BRIEF 1 –
According to the post on New Hampshire's election procedures, how long does federal law require records on electronic media to be retained?
BRIEF 2 –
Extend the post on New Hampshire's election procedures, picking up right after its final sentence.

1-16-08: How New Hampshire is sizing up
We are finding in New Hampshire: the best of the best in MOST situations, but considerable naivete and in some areas, and an alarming and wilfull negligence.
Among the "best of the best" of New Hampshire situations:
(1) Beautiful, community oriented hand counted paper ballots in more than one hundred jurisdictions.
(2) Very democratic and participatory township structure of government, combined with very high level of representation of local areas in the state legislature
(3) Amazing level of responsiveness of public officials. Secretary of State Bill Gardner, for example, answers questions personally and tirelessly from just about everyone. Many, many high level officials perfectly willing to talk with and answer all questions from the public.
(4) Beautiful, participatory 100% hand counted recounts.
(5) Very good public records laws. If they have it in their possession, they let you see it THAT DAY. Along those lines, Paddy Shaffer did a hand written records request today which elicited some very good information. The dream team here is in the process of editing another request as I write this.
On the almost schizophrenically BAD side:
(1) A reckless reliance on a sole source private contractor. Not particularly bothered that the company has private chain of custody during critical points, no policy or even apparent concern with having convicted felons involved in the voting system.
(2) Use of a system with known defects without even taking any mitigation steps that other states took.
(3) NO REQUIREMENT to even save the memory cards. The explanation is that they get a disk with the "program" on it. VotersUnite attorney Jon Bonifaz questioned the assistant attorney general on this closely today, because federal law requires records retention of 22 months on electronic media.
New Hampshire has a haphazard policy of allowing the memory cards to be kept, or not, with a chain of custody, or not, shipping back to LHS, or not, and it's perfectly okay with New Hampshire if the memory cards are erased altogether the day after the election. They profess to believe that if they just have LHS ship them a disk containing some purported program -- BEFORE the election, when there aren't even any votes registered -- everything is okay. No one could tell us if this is the memory card program, or the GEMS database file, or the optical scan chip. They seem to have no idea what they are doing with this and I would call this wilfull ignorance ... more
1-15-08: Can recount chain of custody be rescued?
At this point we can pretty much guarantee the New Hampshire recount for Kucinich will match -- and that's not a good thing, because unless chain of custody can be documented properly, the recount doesn't provide real answers.

PROVIDED DATA –
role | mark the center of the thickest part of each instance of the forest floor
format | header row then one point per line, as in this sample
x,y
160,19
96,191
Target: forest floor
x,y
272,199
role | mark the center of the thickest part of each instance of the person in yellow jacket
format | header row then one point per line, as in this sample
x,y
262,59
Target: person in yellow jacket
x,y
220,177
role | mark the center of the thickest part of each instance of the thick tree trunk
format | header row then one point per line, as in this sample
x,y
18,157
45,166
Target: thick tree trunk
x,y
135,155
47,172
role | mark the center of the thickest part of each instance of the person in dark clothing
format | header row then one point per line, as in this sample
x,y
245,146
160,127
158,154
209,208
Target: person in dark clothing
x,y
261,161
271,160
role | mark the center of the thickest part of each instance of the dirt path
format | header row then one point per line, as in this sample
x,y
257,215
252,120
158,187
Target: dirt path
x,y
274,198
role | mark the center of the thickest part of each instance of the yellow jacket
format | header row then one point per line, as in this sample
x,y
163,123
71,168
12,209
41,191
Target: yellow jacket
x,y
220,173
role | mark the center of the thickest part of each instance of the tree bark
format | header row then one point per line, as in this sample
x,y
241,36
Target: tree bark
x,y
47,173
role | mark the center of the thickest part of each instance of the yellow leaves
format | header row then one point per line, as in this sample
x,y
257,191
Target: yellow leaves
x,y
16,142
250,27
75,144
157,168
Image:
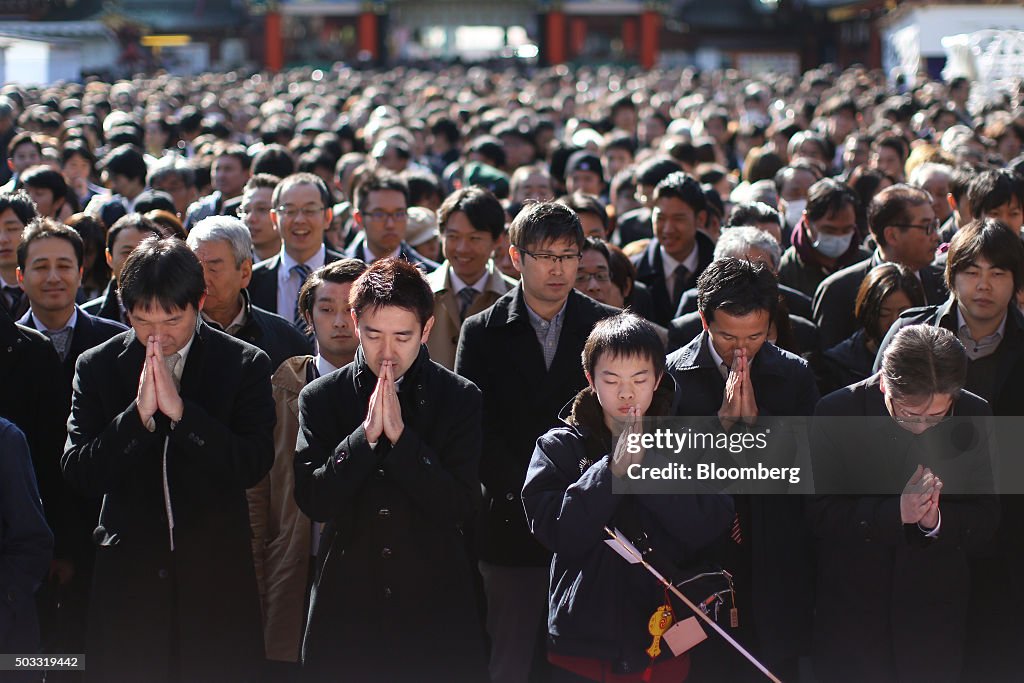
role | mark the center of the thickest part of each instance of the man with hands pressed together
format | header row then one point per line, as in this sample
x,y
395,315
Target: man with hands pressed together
x,y
387,456
731,373
893,585
171,421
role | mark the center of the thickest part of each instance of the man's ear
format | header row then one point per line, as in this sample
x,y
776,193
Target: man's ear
x,y
427,327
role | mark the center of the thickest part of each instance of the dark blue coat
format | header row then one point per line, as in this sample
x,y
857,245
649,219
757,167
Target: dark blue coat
x,y
26,544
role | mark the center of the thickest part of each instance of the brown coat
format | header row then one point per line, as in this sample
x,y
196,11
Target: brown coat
x,y
281,531
444,335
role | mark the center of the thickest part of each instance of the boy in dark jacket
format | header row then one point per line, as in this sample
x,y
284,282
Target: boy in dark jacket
x,y
599,603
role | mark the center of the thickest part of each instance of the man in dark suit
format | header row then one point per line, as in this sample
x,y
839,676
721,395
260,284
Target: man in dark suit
x,y
171,422
523,352
16,211
223,246
903,222
901,504
678,253
387,456
730,373
301,211
26,546
381,212
122,238
50,272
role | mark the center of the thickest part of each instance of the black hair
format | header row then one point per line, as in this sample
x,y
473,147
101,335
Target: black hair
x,y
162,271
737,287
988,239
393,282
890,207
753,213
376,182
45,228
827,197
480,207
542,222
20,204
135,221
624,336
340,272
273,160
882,281
683,187
302,179
992,188
126,161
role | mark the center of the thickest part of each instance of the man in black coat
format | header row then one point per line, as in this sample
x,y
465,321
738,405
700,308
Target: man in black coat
x,y
301,212
730,373
902,501
678,253
381,206
903,223
174,596
122,238
50,272
26,546
387,456
523,353
223,246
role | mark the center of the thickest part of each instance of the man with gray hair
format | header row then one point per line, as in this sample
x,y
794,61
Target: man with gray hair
x,y
900,505
754,245
223,246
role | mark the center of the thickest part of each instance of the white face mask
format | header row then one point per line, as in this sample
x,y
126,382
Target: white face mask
x,y
833,246
795,211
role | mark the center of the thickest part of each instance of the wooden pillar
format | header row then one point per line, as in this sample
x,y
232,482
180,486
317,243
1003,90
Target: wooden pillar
x,y
650,25
273,44
556,37
369,34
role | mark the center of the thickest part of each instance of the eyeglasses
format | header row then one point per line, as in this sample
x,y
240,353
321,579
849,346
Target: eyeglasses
x,y
584,278
929,228
930,420
291,212
552,259
384,216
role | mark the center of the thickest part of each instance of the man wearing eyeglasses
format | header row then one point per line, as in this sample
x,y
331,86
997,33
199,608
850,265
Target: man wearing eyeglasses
x,y
301,211
903,500
381,213
523,353
902,220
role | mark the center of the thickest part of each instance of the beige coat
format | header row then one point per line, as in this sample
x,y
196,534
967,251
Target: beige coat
x,y
444,336
281,532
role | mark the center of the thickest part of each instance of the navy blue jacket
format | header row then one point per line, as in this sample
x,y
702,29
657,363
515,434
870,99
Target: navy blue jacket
x,y
26,544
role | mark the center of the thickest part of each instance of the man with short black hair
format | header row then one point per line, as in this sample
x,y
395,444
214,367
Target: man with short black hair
x,y
16,211
472,220
124,172
387,456
122,238
538,331
382,212
730,372
679,252
301,210
905,228
171,422
223,246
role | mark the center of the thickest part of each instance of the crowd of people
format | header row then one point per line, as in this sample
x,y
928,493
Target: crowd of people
x,y
332,375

TASK ANSWER 1 –
22 months.

TASK ANSWER 2 –
Democratic candidate Dennis Kucinich did not order a statewide recount today, only two counties, and the Republican candidate, Albert Howard, was cut out of the recount altogether. I'll write more on the details later this week.
I have been doing field work since Saturday here in New Hampshire. Donations have been helping underwrite the costs of a citizen dream team: I invited some outstanding people to join me here to evaluate chain of custody for the recount: Susan Pynchon (Florida Fair Elections Coalition, has helped unravel the Sarasota situation); Melisa Urda (Illinois Ballot Integrity Project, has helped get the Illinois attorney general to issue a special directive ordering DuPage County to follow the law); and Paddy Shaffer (Ohio Election Justice Campaign, with Richard Hayes Phillips helped unravel the ballot chain of custody in Ohio). Others, like Election Defense Alliance Sally Castleman, have been organizing a team of citizen videographers, while Bruce O'Dell and Theron Horton have been quietly crunching the numbers to pinpoint locations with unusual footprints. (I also hoped to have the great Kathleen Wynne, but had to red-eye out to New Hampshire on such short notice that the timing didn't work this time.)
VERDICT: New Hampshire is unable to document its chain of custody properly, lacks written procedures, its secretary of state has said he doesn't know where its memory cards are, and LHS has been encroaching on state elections with near-total control. I'll be preparing a Special Report when I return from New Hampshire with documents and video to support this assessment.
VIDEO CAMERA CONFISCATION?
In New Hampshire, ballots are brought from each town and ward to a central location for recounts. We got a tip today that the location would be the state archive building, so we went there hoping for a walk-through.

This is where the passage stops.